◆ RECORDS SHOWN
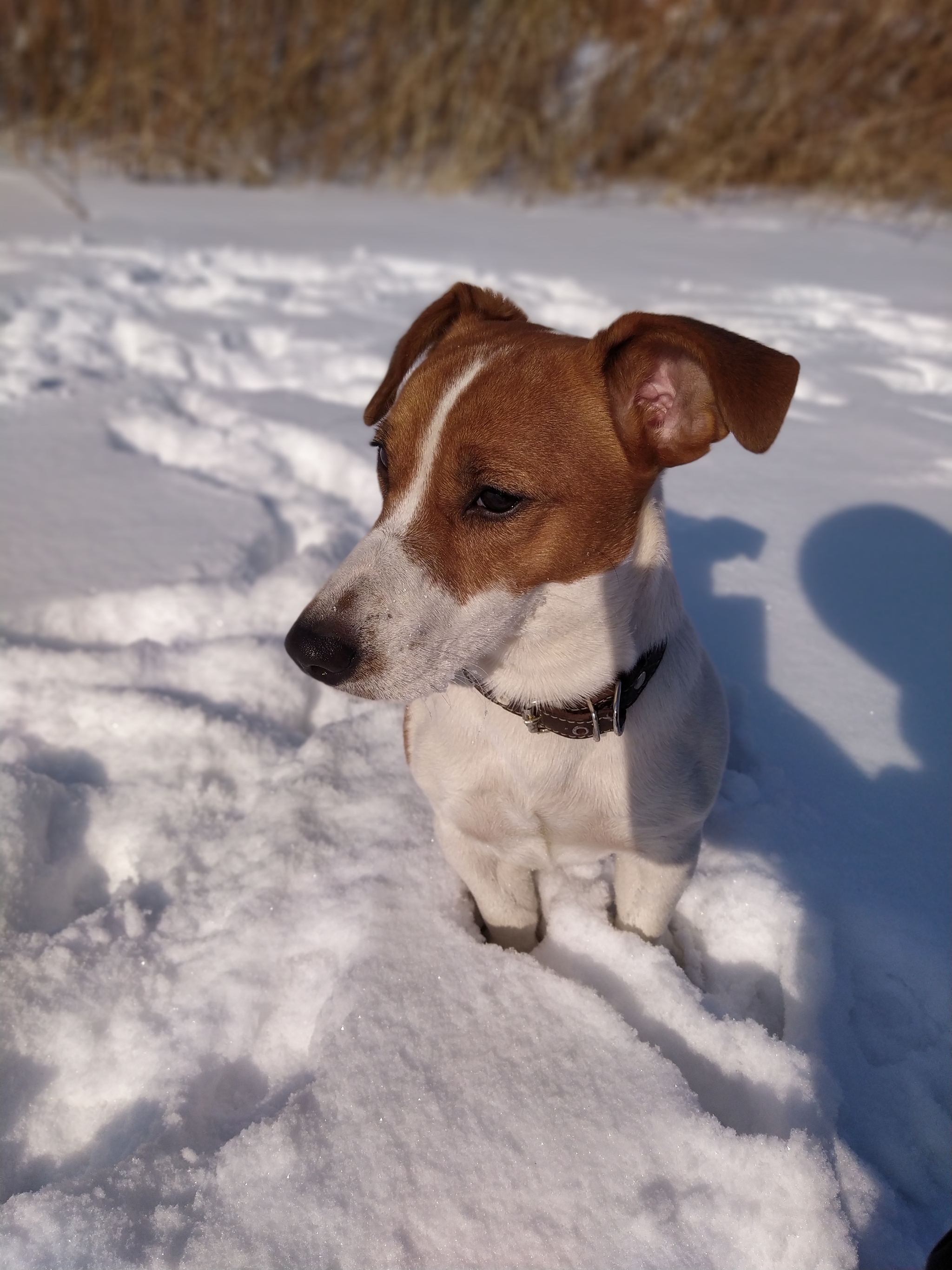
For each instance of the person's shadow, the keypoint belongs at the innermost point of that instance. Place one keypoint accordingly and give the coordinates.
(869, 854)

...

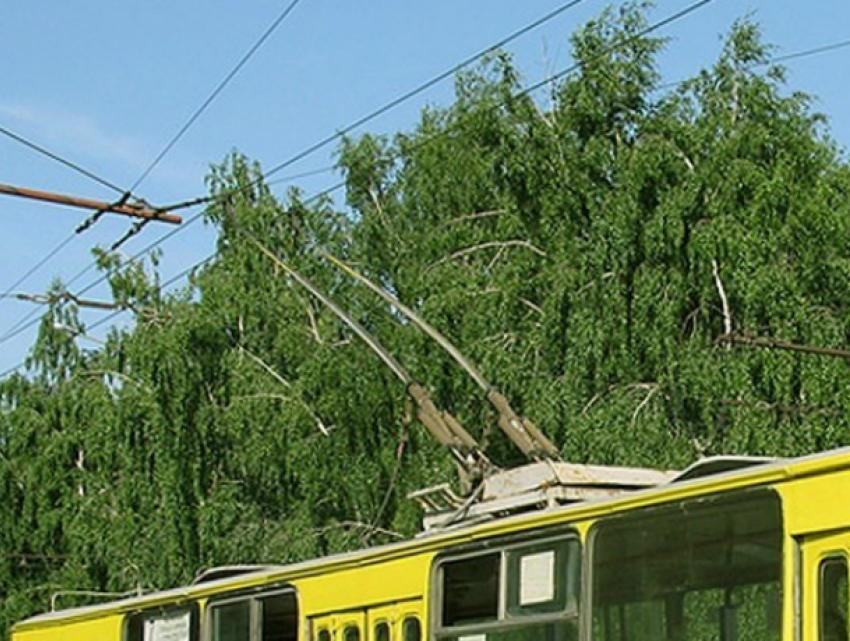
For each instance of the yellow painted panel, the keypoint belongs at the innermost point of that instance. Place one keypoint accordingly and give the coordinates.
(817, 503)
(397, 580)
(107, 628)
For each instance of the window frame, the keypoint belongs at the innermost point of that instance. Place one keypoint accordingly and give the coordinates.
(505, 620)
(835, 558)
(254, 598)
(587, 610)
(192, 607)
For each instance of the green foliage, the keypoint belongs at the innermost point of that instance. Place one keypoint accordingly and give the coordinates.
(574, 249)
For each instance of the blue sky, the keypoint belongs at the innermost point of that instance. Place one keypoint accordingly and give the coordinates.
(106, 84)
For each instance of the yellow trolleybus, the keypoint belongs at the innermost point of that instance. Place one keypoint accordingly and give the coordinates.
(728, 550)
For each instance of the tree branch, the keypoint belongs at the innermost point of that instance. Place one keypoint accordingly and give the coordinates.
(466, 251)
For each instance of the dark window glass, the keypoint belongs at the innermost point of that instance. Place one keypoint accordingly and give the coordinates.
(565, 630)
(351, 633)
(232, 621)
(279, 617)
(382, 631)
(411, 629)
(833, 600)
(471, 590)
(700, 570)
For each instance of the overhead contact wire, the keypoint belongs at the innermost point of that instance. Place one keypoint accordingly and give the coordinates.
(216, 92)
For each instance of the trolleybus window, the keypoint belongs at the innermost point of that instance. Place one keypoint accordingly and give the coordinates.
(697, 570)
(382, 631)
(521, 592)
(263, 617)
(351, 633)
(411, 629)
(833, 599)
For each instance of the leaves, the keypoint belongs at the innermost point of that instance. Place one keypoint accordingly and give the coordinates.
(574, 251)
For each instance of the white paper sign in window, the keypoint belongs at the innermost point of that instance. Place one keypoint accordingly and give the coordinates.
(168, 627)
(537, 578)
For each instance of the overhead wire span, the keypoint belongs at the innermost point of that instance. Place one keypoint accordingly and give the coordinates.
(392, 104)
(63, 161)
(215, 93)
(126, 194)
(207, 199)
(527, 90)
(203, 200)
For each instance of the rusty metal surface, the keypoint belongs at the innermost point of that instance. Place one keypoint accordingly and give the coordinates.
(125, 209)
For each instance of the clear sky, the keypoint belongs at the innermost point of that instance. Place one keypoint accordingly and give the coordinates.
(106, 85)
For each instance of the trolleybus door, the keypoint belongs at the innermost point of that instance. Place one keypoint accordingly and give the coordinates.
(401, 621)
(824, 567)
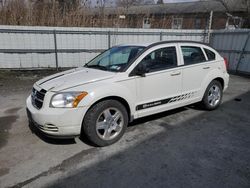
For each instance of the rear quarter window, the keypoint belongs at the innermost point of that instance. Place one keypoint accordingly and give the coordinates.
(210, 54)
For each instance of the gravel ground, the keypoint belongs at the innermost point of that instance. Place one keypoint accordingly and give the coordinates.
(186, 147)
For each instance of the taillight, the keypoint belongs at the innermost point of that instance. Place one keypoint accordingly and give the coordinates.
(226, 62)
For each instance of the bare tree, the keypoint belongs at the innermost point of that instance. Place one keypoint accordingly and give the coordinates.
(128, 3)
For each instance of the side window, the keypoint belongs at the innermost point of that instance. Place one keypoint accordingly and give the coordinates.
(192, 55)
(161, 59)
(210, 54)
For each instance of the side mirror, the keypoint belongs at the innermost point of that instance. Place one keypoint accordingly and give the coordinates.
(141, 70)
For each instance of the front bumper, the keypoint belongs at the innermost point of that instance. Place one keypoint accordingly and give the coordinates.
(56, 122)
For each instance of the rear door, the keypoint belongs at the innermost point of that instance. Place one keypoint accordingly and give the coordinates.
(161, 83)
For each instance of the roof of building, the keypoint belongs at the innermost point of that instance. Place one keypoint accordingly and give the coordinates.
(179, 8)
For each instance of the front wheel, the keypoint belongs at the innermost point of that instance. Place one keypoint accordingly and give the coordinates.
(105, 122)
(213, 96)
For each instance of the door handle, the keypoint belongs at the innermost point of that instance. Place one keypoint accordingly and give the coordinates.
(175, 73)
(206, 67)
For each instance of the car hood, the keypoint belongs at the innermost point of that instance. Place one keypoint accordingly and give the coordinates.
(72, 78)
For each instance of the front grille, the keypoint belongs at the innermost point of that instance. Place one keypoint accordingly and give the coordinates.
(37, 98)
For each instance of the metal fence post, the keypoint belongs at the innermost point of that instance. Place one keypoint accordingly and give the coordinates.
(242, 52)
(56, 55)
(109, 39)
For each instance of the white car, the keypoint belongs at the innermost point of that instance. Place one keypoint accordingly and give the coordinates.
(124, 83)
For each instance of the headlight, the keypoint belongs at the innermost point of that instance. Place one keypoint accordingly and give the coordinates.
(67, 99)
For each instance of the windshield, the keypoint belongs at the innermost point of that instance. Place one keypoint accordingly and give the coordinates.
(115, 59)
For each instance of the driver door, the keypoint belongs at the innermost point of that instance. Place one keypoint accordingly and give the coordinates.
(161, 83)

◆ STATED EXERCISE
Find every line in the rows above that contains the word "window" and copy each of those lines in full. Matching is case-sensitive.

◆ RESPONSE
For each instance of the window frame, the keypoint belongs at the innermost point of that instance. Place one keypoint accordingly and give the coordinates.
For each instance of the dark window glass, the keypoint belongs at the innermost point of that instance. Place one keypoint accordingly and give the coordinates.
For each instance of the trolleybus window, the keypoint belongs at the innermost point of that instance. Place one keypoint accordingly and give the coordinates.
For each instance of the white paper sign in window, the keypoint belongs at the innermost point of that instance. Place one keypoint accordingly and give the coordinates.
For each instance of the rear quarter window, the keypoint belongs at the innermost point of that instance. Place one keypoint accordingly and give the coordinates.
For each instance of the side window, the keypoint belongs at the innermost point of that instance. Place one keypoint accordingly and give the coordinates.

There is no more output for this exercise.